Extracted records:
****************************************

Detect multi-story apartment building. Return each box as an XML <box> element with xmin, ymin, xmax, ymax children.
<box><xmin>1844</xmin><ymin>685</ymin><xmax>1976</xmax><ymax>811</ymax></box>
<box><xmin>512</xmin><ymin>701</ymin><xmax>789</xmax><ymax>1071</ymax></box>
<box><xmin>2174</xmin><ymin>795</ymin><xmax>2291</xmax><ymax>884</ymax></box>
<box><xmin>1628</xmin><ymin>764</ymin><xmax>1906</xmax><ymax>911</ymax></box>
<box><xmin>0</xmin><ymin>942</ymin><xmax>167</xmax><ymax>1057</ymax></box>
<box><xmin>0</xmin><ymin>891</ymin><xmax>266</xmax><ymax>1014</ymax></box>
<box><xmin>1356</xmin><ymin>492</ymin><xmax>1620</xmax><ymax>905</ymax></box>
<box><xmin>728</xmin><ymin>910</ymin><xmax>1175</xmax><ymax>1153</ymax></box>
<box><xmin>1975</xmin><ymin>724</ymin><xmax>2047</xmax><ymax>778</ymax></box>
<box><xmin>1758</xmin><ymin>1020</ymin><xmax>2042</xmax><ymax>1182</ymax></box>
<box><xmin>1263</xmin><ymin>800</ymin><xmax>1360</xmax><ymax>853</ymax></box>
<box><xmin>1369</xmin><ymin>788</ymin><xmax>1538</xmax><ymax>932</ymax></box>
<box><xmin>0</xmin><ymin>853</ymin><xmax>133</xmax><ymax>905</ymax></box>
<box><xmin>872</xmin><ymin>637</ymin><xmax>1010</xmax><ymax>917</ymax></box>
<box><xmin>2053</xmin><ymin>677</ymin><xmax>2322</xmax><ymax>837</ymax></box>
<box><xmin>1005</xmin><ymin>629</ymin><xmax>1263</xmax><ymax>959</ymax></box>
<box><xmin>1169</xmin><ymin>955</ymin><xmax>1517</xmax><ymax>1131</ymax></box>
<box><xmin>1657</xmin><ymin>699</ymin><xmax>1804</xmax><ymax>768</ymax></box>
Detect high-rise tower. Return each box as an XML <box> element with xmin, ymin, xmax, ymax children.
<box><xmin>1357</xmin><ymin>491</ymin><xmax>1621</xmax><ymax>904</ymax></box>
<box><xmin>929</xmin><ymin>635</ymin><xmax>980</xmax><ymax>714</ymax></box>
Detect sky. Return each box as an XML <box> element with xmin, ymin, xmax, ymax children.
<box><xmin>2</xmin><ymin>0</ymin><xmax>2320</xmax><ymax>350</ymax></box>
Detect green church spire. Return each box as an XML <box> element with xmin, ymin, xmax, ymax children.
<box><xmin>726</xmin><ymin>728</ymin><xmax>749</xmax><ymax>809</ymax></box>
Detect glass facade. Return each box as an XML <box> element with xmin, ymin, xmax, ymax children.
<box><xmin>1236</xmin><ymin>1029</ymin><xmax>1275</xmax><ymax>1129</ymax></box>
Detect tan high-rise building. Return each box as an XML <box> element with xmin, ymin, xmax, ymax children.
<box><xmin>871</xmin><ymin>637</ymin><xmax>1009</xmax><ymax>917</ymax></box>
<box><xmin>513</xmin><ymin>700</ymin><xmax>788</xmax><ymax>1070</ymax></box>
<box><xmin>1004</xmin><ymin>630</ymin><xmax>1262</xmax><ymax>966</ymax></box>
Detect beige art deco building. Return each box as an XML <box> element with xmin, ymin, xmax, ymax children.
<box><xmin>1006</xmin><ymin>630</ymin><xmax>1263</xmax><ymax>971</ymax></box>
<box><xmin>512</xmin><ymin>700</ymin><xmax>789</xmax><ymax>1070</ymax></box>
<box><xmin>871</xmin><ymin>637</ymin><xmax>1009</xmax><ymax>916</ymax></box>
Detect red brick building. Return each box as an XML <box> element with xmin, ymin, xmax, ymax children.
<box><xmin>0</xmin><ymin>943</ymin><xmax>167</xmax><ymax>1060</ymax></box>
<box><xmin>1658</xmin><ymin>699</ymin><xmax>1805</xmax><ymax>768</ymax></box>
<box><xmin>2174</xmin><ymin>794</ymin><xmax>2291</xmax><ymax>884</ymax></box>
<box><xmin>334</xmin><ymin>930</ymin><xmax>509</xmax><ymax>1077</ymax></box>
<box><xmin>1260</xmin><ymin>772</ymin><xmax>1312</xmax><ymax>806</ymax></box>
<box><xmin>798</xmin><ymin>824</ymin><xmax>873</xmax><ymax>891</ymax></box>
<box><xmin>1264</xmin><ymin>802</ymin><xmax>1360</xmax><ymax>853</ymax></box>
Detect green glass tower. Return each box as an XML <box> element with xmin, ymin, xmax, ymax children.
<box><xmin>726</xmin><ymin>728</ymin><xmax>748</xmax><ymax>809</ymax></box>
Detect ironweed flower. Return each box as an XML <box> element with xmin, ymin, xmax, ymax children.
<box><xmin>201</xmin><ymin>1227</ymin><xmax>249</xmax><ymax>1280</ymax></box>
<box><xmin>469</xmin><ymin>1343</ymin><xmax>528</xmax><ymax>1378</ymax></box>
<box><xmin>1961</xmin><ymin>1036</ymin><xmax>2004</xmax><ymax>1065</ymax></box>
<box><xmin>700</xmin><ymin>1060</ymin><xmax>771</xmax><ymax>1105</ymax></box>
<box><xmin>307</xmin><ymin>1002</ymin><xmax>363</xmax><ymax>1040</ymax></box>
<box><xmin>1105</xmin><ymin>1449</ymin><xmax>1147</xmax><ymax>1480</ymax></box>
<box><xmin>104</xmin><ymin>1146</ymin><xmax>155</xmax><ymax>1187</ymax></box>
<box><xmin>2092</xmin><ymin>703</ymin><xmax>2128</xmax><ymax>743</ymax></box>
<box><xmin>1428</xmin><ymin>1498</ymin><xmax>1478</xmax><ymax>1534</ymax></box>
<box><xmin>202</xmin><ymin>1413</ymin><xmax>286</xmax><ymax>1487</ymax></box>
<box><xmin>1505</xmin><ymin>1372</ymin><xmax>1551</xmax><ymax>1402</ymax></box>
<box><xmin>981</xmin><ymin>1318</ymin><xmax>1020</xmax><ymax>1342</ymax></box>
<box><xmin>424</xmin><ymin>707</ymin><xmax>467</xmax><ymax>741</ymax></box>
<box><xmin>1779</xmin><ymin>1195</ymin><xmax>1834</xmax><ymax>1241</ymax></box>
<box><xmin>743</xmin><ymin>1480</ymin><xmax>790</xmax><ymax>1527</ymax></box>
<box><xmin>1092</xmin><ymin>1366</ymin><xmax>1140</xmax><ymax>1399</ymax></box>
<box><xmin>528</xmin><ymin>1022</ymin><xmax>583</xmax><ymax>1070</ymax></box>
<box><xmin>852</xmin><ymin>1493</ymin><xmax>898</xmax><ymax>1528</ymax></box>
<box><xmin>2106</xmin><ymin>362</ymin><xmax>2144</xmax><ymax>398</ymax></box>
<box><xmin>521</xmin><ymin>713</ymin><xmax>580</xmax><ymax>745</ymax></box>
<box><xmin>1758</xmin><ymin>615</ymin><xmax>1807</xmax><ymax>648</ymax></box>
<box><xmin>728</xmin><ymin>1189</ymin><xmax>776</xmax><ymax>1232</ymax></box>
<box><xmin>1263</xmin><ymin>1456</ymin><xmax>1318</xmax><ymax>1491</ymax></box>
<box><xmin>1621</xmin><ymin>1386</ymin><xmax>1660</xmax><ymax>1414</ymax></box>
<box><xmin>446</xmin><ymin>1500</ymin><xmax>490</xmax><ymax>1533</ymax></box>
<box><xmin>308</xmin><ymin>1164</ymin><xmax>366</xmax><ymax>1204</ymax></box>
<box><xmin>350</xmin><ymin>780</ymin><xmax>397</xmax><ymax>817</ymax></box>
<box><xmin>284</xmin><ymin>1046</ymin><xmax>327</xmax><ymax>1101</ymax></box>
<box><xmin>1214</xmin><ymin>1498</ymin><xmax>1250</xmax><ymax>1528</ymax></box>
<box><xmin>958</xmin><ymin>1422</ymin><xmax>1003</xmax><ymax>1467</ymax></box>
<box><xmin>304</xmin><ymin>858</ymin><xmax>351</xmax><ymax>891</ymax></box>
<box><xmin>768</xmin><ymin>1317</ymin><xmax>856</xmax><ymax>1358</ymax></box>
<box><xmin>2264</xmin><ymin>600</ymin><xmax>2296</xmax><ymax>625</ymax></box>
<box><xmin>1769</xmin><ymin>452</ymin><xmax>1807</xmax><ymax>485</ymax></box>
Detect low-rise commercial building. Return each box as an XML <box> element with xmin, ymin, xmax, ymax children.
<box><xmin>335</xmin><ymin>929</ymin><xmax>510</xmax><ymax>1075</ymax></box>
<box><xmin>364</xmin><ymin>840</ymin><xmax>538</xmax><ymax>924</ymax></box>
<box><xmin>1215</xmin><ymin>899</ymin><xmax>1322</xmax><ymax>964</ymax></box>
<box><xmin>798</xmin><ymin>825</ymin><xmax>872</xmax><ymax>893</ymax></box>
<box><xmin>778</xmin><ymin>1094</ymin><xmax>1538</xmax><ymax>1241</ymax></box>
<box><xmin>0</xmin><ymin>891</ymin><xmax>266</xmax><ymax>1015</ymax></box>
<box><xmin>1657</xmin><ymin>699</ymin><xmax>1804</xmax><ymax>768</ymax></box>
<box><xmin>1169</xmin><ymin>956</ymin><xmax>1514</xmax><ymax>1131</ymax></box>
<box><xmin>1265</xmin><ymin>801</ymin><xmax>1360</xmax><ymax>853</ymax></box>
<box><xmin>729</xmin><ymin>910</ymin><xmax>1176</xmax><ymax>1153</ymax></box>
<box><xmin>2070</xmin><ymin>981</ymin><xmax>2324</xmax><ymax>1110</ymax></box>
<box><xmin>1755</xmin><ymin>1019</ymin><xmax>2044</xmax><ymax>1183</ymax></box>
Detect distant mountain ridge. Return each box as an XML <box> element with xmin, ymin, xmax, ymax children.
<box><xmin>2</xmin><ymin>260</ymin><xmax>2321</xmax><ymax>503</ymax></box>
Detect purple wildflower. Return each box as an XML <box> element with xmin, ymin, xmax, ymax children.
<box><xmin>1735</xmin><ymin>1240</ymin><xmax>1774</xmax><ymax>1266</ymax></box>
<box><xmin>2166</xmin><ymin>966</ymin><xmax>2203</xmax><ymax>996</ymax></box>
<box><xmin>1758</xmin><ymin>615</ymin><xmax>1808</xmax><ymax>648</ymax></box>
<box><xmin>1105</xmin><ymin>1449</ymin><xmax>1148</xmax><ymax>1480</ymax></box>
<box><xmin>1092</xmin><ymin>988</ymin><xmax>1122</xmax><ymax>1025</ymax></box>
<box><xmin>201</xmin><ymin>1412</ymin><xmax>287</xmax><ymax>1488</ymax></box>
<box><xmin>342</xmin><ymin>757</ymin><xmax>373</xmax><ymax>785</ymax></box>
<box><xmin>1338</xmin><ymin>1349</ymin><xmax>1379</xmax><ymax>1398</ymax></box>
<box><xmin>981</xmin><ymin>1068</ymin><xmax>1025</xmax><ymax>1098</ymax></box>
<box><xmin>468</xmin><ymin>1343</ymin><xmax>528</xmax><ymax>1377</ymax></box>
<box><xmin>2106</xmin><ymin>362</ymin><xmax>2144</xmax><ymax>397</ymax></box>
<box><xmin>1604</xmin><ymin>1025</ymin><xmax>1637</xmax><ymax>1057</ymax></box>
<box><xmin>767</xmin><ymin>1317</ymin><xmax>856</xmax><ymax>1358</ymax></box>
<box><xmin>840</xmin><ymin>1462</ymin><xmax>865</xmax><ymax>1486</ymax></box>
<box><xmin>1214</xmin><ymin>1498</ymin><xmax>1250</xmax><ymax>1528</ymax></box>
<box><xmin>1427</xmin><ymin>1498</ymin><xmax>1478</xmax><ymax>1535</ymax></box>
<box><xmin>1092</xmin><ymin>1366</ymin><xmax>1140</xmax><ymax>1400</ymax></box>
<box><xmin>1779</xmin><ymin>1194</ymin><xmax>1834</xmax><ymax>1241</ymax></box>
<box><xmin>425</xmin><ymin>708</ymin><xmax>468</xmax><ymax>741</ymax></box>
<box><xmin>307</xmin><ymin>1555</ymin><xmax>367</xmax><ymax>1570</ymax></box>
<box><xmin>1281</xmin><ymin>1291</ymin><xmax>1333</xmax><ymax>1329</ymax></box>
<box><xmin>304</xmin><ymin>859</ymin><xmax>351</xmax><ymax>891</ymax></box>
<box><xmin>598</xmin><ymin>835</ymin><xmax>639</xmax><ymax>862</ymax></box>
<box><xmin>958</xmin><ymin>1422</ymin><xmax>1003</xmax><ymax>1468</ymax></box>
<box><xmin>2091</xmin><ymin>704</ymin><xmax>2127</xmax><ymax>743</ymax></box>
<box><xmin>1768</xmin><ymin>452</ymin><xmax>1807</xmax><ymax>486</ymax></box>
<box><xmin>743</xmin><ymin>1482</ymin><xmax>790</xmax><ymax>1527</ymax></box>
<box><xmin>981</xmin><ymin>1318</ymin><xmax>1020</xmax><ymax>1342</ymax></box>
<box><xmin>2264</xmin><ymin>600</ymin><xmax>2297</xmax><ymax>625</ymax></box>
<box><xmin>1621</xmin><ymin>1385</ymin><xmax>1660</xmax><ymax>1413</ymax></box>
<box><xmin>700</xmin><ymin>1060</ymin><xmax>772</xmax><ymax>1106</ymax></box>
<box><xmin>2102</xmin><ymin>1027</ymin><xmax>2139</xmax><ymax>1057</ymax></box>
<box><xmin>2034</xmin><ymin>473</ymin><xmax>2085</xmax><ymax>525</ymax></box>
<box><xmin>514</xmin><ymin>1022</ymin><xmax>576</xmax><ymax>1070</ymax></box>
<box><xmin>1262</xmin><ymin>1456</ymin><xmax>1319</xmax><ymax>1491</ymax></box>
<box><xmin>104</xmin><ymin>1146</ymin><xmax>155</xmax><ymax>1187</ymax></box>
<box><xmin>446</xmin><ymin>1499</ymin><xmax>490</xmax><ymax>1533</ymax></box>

****************************************

◆ Your objective: Copy out the lines above with "high" in them.

◆ Worked solution:
Detect high-rise tower. Return each box as an XML <box> element with xmin, ymin, xmax, ymax children.
Detect tan high-rise building. Return each box as an XML <box> element with xmin, ymin, xmax, ymax children.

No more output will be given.